Consigne écrite A =
Quelles lignes des enregistrements contiennent la chaîne « ring » ? Recopiez-les toutes, en tenant compte de la casse.

Le Maire, un Républicain et un politique peu enclin au « bling-bling », ancien directeur de cabinet de Dominique de Villepin à Matignon, devait redonner à Sarkozy les couleurs présidentielles qui lui font cruellement défaut. Depuis, Sarkozy a pensé s’être retaillé un costume à ses mesures en endossant le battle-dress de l’homme qui avait délogé Laurent Gbagbo du pouvoir à Abidjan et coller une « branlée » à Kadhafi à Tripoli. Sauf que « Super-Sarko » n’est pas aussi convaincant en hyper-impérialiste qu’il pouvait l’espérer, quoi qu’en ait pensé Gbagbo et, quoi qu’en pense, désormais, Kadhafi. Il lui faut donc revenir aux fondamentaux du « sarkozysme » : le monde des affaires.

Données affichées =

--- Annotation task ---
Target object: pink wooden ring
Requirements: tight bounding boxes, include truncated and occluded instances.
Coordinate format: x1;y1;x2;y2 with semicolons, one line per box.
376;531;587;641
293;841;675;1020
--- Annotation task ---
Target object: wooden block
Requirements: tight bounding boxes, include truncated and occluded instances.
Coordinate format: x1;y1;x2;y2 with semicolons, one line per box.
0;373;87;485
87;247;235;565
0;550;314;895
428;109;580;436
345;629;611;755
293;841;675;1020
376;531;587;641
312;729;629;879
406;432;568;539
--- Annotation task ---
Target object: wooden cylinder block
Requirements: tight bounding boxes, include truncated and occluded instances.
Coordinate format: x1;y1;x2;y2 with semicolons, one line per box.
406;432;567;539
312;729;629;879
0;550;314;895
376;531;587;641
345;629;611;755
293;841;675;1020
...
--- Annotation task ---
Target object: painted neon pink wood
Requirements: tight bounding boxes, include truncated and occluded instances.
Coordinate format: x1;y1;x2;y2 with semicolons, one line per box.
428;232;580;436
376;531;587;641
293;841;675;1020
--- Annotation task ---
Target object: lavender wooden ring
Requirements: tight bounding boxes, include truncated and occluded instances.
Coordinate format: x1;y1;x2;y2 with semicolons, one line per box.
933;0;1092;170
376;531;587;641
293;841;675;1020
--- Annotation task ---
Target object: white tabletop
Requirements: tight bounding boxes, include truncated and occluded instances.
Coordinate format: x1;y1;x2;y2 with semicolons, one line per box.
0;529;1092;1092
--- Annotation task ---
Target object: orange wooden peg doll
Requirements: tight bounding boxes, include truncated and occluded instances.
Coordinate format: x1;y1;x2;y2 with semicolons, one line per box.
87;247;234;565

Consigne écrite B =
Les affirmations suivantes sont-elles conformes au texte sur Sarkozy ? Répondez par oui ou par non à chacune, en citant les mots du texte qui tranchent.
(i) Le Maire a été directeur de cabinet de Dominique de Villepin à Matignon.
(ii) « Super-Sarko » se montre aussi convaincant en hyper-impérialiste qu'il l'espérait.
(iii) Le monde des affaires fait partie des fondamentaux du « sarkozysme ».

Réponse A =
Target object: pink wooden ring
Target object: lavender wooden ring

Réponse B =
(i) Oui : « ancien directeur de cabinet de Dominique de Villepin à Matignon ».
(ii) Non : « n’est pas aussi convaincant en hyper-impérialiste qu’il pouvait l’espérer ».
(iii) Oui : « aux fondamentaux du « sarkozysme » : le monde des affaires ».